• **Selected text**

* * * * * * * * *

I love reading stories like this.
But I’m a little worried by the implications of the lawyer’s complaint. What’s to stop any company from suing journals and/or researchers because their peer-reviewed publications are damaging to the company’s commercial interests? This isn’t the first time something like this has happened (I can’t remember the specific case, but there have been issues with medical device manufacturers and I believe pharma companies too), and I worry about the potential for future abuse. Can an oil company sue climate researchers because they publish models showing potentially catastrophic effects from CO2-induced global warming?
I had exactly this thought. So much of what scientists publish could influence an industry product, device or service. Can we be sued for doing this work? Can our papers be pulled? Very odd indeed…
Scientists, science writers, journals and journalists are at real risk of legal action under current UK libel laws, which is why there is currently a move here to reform the libel laws, and a ‘Keep libel laws out of science’ campaign has been launched to protect open scientific discussion – see the link below for all the background and examples .
http://www.senseaboutscience.org/pages/keep-libel-laws-out-of-science.html
Ah yes – Peter Wilmhurst was one of the other cases I was thinking of. So glad the company isn’t getting away with it…
@Neuroskeptic I think it’s better for the publisher to leave it up with a big label. This retraction and it’s attendant commentary is now part of the history of scholarly communication. For it to be expunged from the online journal (like the 2001 article about Palestinian genetics in Human Immunology) would make it impossible for this episode to be properly documented. Today, you can read about how the 2001 scandal happened, but you can’t get your hands on the original article unless you go hunt for it in the paper journal in a library that didn’t comply with the publisher’s request to physically cut the pages out. (http://www.bmj.com/content/326/7401/1262.full.pdf) Which I think is completely wrong.

* * * * * * * * *

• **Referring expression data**
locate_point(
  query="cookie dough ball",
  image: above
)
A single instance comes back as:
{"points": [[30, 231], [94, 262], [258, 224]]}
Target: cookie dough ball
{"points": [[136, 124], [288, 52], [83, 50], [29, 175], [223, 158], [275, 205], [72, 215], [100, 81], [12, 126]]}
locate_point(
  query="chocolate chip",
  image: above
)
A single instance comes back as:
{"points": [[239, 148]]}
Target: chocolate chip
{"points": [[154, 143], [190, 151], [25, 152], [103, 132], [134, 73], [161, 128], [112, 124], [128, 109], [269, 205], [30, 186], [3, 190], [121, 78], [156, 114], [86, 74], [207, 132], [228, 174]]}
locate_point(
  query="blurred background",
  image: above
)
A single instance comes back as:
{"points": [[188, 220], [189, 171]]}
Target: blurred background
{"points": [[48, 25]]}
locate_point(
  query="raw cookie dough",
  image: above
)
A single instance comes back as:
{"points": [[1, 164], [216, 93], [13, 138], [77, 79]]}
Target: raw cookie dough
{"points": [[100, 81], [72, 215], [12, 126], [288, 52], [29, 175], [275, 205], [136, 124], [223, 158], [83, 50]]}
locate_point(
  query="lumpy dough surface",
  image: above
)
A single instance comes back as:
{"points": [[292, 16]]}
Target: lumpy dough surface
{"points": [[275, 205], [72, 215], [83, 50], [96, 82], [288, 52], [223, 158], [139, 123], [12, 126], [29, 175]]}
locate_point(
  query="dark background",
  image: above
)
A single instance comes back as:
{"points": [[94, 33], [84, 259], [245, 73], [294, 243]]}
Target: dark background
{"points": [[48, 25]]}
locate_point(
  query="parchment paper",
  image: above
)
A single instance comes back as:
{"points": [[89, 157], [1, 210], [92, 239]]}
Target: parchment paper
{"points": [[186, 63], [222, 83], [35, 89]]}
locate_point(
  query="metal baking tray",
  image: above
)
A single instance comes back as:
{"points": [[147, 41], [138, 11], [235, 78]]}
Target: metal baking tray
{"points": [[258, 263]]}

* * * * * * * * *

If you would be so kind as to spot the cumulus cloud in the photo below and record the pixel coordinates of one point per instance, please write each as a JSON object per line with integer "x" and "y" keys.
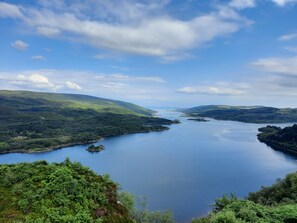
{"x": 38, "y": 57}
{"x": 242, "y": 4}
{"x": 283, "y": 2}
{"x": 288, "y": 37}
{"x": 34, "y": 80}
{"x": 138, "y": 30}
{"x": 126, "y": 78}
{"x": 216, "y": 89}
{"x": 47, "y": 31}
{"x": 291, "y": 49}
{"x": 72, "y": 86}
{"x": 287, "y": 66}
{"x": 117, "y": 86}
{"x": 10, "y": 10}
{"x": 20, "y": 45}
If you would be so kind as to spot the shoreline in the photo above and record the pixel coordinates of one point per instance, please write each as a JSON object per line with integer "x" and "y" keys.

* * * * * * * * *

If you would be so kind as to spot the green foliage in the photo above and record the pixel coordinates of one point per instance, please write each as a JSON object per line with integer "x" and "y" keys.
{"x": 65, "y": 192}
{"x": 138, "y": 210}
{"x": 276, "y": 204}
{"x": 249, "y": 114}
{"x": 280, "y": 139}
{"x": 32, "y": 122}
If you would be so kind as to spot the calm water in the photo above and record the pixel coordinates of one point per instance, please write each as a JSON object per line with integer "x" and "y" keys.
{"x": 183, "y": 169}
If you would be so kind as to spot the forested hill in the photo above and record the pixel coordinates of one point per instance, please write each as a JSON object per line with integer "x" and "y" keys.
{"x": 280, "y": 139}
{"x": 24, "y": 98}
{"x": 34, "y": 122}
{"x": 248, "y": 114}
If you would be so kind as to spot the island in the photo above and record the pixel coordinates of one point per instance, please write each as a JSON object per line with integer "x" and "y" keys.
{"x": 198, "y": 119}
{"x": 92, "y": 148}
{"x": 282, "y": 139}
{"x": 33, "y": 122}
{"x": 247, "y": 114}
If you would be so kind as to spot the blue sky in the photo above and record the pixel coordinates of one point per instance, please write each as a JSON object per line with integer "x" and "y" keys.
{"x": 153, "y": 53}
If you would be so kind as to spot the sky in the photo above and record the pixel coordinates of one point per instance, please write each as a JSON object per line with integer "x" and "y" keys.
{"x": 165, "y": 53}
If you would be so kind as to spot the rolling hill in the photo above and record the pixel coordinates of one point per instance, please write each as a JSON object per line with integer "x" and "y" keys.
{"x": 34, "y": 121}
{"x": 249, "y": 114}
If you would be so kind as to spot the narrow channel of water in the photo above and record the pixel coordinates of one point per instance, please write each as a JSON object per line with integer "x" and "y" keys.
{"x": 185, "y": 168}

* * * * * * * * *

• **Activity 1**
Reproduce word for word the passage of the reader comments that begins with "I had exactly" and ends with "and examples .".
• **Activity 2**
According to the reader comments, what is the name of the campaign launched to protect open scientific discussion?

• **Your solution 1**
I had exactly this thought. So much of what scientists publish could influence an industry product, device or service. Can we be sued for doing this work? Can our papers be pulled? Very odd indeed…
Scientists, science writers, journals and journalists are at real risk of legal action under current UK libel laws, which is why there is currently a move here to reform the libel laws, and a ‘Keep libel laws out of science’ campaign has been launched to protect open scientific discussion – see the link below for all the background and examples .

• **Your solution 2**
Keep libel laws out of science